*ЗАДАНИЕ 1*:
Пожалуйста, определите, согласуется ли каждое утверждение с текстом о поэзии Буконтаса. К каждому ответу «да» или «нет» приведите дословно решающие слова текста. (а) Стихи и рассказы Тадеуша Ружевича Буконтас открыл литовскому читателю. (б) Стихотворение «Памятник» посвящено защите гибнущей природы. (в) Ружевич считает, что поэзию надо создавать из сложных и редких слов.
*ЗАДАНИЕ 2*:
Продолжите текст о поэзии Буконтаса, начав сразу после его последнего предложения.
─── ИЗВЛЕЧЁННЫЙ ТЕКСТ
Законы космоса можно постичь по-разному. Можно вычитать их в священных книгах древности. Можно открыть самому, прислушиваясь к ритмам Вселенной. Это и делал лирический герой Буконтаса. Разумеется, он видел равновеликость живой и неживой природы, равнозначность взаимоисключающих, кажется, начал бытия. Понимал (может быть, вспоминая детство), как опасно раз и навсегда давать имена – «перелескам, камню, шмелю, тому человеку из зеркала». Может быть, это и есть главная ошибка на нашем пути, главная ошибка человечества – дробить единый мир, наклеивать повсюду этикетки:

Чувствую, как только вернутся названия,

мы ударимся друг в друга,

и будет небо сплавлять

бесконечная река по бесконечной равнине.

Поэзия Буконтаса многократно фиксирует, что происходит, когда вечные законы нарушаются. В стихотворении «Песня Хорста Весселя» мы встретим солдат, словно ослепших от силы и оружия. Потом «открытыми ртами они продолжают песню уже под корнями». А о чем стихотворение «Памятник»? О защите гибнущей природы? Нет, о самоубийстве человечества, коль все мы есть «природа» – раз превращаемся однажды «в землю, в воздух или в звенящие реки». Сознание художника не губка: оно вбирает в себя только то, что может и должно вобрать. Только то, что отвечает внутренней логике развития творческой индивидуальности. Я говорю об этом, припоминая, как Буконтас воспринял опыт многих предшественников. Вот Тадеуш Ружевич: его стихи и рассказы Буконтас открыл литовскому читателю. Ружевич утверждает: поэзию надо создавать из «ничего», из самых простых слов. Альфонсасу Буконтасу была близка эта творческая установка. Но для него важно и другое – вглядеться: что за словом? Вглядеться даже не в глубь явлений, событий, поступков – в глубь образов, предощущений. Обычный сюжет его стихотворений. Одно так и называется: «По ту сторону слов». Опять перед нами работа поэта, который «из удивлений» ткет «то дерево, то сон, то жар прикосновений, то тварь живую, то страданий дрожь». Замечу: концовка стихотворения не точно переведена С. Карнеевым.

У Буконтаса:

Твои слова уже не обозначают ничего…

Только пространство и тишина…

Только полет остается…

У переводчика:

Подобна взлетной полосе строка.

Вот взреял. Полетел. А цель так далека…

«Только полет остается…» Вот что прежде всего открывается поэту «по ту сторону слов».
──────
─── ИСХОДНЫЕ ДАННЫЕ
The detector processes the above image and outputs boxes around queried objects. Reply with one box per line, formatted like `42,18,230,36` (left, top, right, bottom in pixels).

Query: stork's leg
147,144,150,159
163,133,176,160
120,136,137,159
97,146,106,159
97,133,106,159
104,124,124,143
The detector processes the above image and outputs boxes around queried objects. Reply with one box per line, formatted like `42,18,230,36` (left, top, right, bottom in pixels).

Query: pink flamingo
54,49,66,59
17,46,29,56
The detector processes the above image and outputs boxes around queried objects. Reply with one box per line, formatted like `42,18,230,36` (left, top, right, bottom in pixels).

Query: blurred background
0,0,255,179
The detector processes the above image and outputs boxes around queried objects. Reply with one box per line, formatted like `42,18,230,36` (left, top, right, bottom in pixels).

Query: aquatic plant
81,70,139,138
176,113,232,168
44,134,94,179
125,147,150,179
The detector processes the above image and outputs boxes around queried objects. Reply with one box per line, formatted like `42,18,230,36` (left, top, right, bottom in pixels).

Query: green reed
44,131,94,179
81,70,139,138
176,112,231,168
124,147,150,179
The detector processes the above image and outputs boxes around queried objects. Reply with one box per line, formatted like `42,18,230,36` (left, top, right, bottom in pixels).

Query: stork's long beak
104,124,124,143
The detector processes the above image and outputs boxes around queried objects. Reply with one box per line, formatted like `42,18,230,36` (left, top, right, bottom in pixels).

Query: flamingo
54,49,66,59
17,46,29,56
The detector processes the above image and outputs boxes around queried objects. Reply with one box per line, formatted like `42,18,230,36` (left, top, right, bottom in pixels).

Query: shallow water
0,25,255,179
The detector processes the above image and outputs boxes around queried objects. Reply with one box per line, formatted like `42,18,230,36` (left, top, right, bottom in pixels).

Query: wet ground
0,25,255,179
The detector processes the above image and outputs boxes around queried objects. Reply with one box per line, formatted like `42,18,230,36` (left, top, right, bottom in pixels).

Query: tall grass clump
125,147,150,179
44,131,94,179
──────
*ИТОГОВЫЙ ОТВЕТ 1*:
(а) Да: «его стихи и рассказы Буконтас открыл литовскому читателю».
(б) Нет: «О защите гибнущей природы? Нет, о самоубийстве человечества».
(в) Нет: «из самых простых слов».

*ИТОГОВЫЙ ОТВЕТ 2*:
Разумеется, космическая традиция в мировой лирике началась не с «Листьев травы». Это подчеркнул еще Г. Торо, читая книгу Уитмена: «Странно, что он так похож на индийских пророков…» К древнему Востоку, не имея других ориентиров, закономерно пришел в своих исканиях и Буконтас. В семидесятые годы он начал изучать «Упанишады». Тогда же надолго перестал писать собственные стихи. Это с тревогой отметили критики и читатели. А я (конечно, задним числом) не удивился. На Востоке, когда художник или поэт уходил в монастырь, он на десятилетия, если не навсегда, отказывался от творчества, давал своего рода обет молчания. Цель? Прислушаться к своему «я», обрести связь с Богом – может быть, потом обрести и собственный голос.

Правда, в те трудные, но, как оказалось теперь, плодотворные для него годы Альфонсас Буконтас продолжал заниматься переводами. Это была не только серьезная, важная для литовской культуры работа. Тут был и давно замеченный парадокс: путь в чужую культуру иногда тоже приводит художника к самому себе. Переводя философскую лирику Пушкина, он снова задумывался о призвании поэта. Блоковский цикл, посвященный Кармен, привлек музыкальностью, хотелось попробовать: как это прозвучит по-литовски? Буконтас воссоздал на родном языке стихи многих поэтов, которые когда-то жили в его крае, – поляка К. Галчиньского, немца Ф. Брауна, белоруса М. Танка, караима С. Фирковича… Я мог бы перечислить немало имен и произведений, но упомяну еще сейчас только сонеты и терцины русского философа Льва Карсавина: тот слагал их незадолго до смерти в сталинском лагере, прозорливо не сомневаясь – его голос расслышат. Так и оказалось: А. Буконтас разыскал произведения Карсавина в одном из вильнюсских архивов.

И, конечно, он переводил тех, с кем вел – через десятилетия или века – беспрестанные мысленные диалоги. В этом сокровенном ряду была и поэма Н. Рериха «Наставление ловцу, входящему в лес», и знаменитая «Бхагавадгита». Пожалуй, здесь имелся даже свой символ: с переводом великой Гиты, в которой, как в фокусе, сходятся главные философские идеи Индии, закончился период «молчания» поэта Альфонсаса Буконтаса.

3.

…Не забудем: «украденный ребенок» постепенно возвращался в семью. «Все это время, – рассказывал Альфонсас, – я ощущал себя человеком, идущим по пустыне. Причем мой путь длился не сорок лет – гораздо дольше. Однажды я понял, что не сумею выйти из пустыни, если сам не осознаю: ради чего мне дано такое испытание?»

Еврейской семье несколько тысяч лет, ее родоначальником был наш праотец Авраам. Это звучит выспренно, кажется сказкой? Не сразу, но очевидно Буконтас пришел к пониманию концепции времени в иудаизме. Очень конкретными оказались слова мудреца наших дней, каббалиста Адина Штейнзальца: «События не тонут в реке времени, подобно камням, просто течение относит нас от них».

Из намеков, обмолвок, случайных разговоров, внезапных признаний он воссоздавал для себя историю своего спасения, историю жизни и смерти родителей – приближался к ним.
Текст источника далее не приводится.